Customers who received the products were notified “to immediately cease using them, quarantine any inventory, and arrange for their return to GAMBRO Healthcare.”
“A total of four patient deaths have been reported following dialysis treatment,” the press release wrote. “Symptoms reported include abdominal pain, nausea, vomiting, cyanosis, chest pain, and flushing that occurred during and/or following dialysis treatment,” it warned.
The tubing was manufactured in Tijuana, Mexico, according United Press International, and as many as 6,000 sets of tubing may have been shipped.
In another product malfunction, on August 16, 2005, Gambro issued a “Worldwide Safety Alert” to all users of its Prisma System dialysis machine explaining what actions to take to reduce the problems with the device that resulted in excessive fluid removal.
The Prisma System is specially designed to perform the complete range of continuous renal replacement therapy for critically ill patients in the intensive care unit.
In this country, the FDA now says nine deaths and 11 serious injuries have been linked to the Prisma System. Since the device was introduced in 1997, approximately 1,900 units have been distributed to facilities in the US, and about 5,000 were sold worldwide. The system serves about 80% of the market for acute dialysis care in this country.
On January 5, 2006, Gambro Dasco, SpA, a production unit located in Italy, received a warning letter from the FDA reflecting continued concerns about the safety, adequacy and effectiveness of Gambro renal systems. The FDA also issued an import ban, calling for the detention of all Gambro’s dialysis machines shipped from Italy until the issues are resolved.
In addition to the Prisma, the ban covers the Phoenix machine, used in outpatient dialysis care, and the company’s newest product the Prismaflex machine, which is said to be an improved version of the Prisma System.
That letter arrived shortly after the FDA sent a 13-page report to Gambro following a September 2005, inspection of the company’s plant in Italy where the Prisma System is produced. The report listed numerous violations at the plant, and said more than 90 incidences of serious problems with the device, had been reported to Gambro but had not been reported to the FDA, including deaths. The report specifically noted Cambro‘s:
1. Failure to submit reports to FDA after receiving information that reasonably suggested that one of your marketed devices may have caused or contributed to a death or serious injury, as required by 21 CFR 803.50(a)(1). For example:
a) A patient died on June 6, 2004, two days after the Prisma removed 100 cc too much fluid from the patient. This event should be reported as a device-related death.

### [RECORDS SUPPLIED]
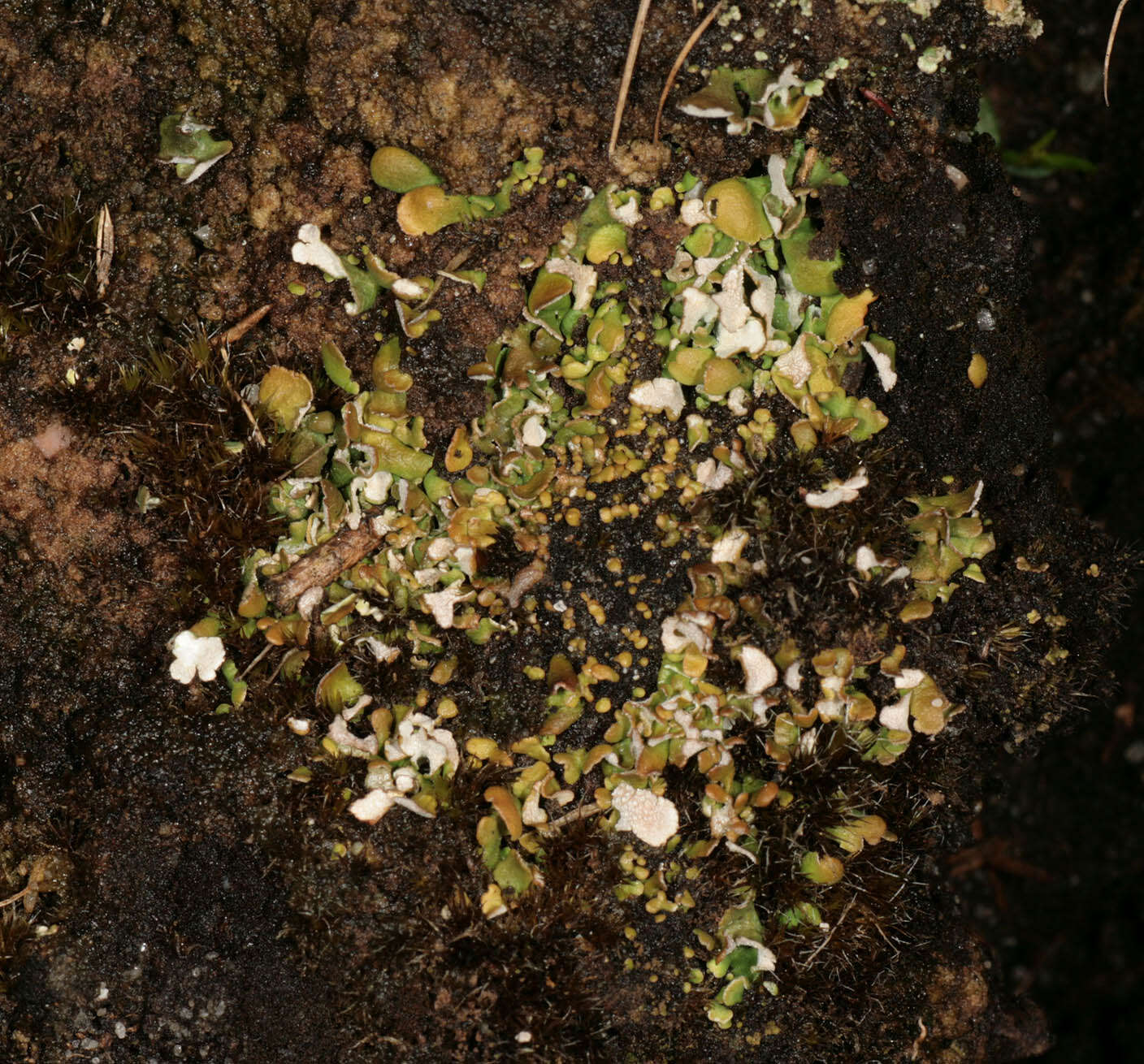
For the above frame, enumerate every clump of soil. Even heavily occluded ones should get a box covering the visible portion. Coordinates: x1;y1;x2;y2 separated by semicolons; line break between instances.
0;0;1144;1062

==

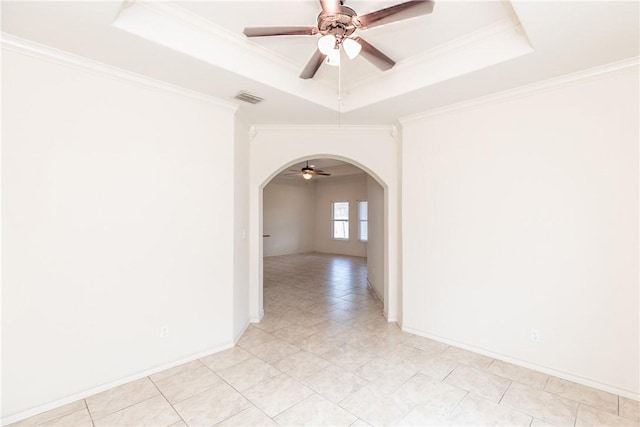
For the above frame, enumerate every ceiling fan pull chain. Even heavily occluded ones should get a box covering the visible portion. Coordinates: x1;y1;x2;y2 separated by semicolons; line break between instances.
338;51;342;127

...

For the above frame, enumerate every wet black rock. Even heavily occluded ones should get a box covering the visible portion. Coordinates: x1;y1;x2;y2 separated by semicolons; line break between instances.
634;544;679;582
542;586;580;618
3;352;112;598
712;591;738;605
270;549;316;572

### [PROBLEM]
Extend the passage on Gambro's dialysis equipment failures and the FDA's findings, starting right after its final sentence.

### [RESPONSE TO THE EXERCISE]
b) A facility reported that a Prisma contributed to the death of a patient on November 20, 2004, after multiple alarms for air in the blood and a blood leak. This event should be reported as a device-related death.
The report also lists more than 17 events that should have been reported under serious injuries.
Until recently, Gambro claimed user error was the sole cause of the problems with the Prisma system. However, in a letter to renal caregivers in January 2006, the company’s medical director, Juan Bosch, MD, acknowledged that software glitches might be giving users incorrect readings on fluid removal.
On February 27, 2006, the FDA sent another letter to all Renal Dialysis Caregivers, stating: “The FDA has become aware of additional serious injuries and deaths associated with the use of the Gambro Prisma® Continuous Renal Replacement Therapy (CRRT) device since the release of our preliminary Public Health Notification in August 2005.”
“We want to emphasize again that special caution must be used when operating the Prisma® System to prevent excessive fluid removal from patients,” the agency wrote.
“Caregivers must adhere strictly to the labeled operating instructions, including the Manufacturer’s Instructions for Use, Operator’s Manual, and the User Interface on the Prisma® System control panel,” it warned.
The FDA now points out that device “design issues may also be contributing to the problem, and this is currently under investigation by both the FDA and the firm.”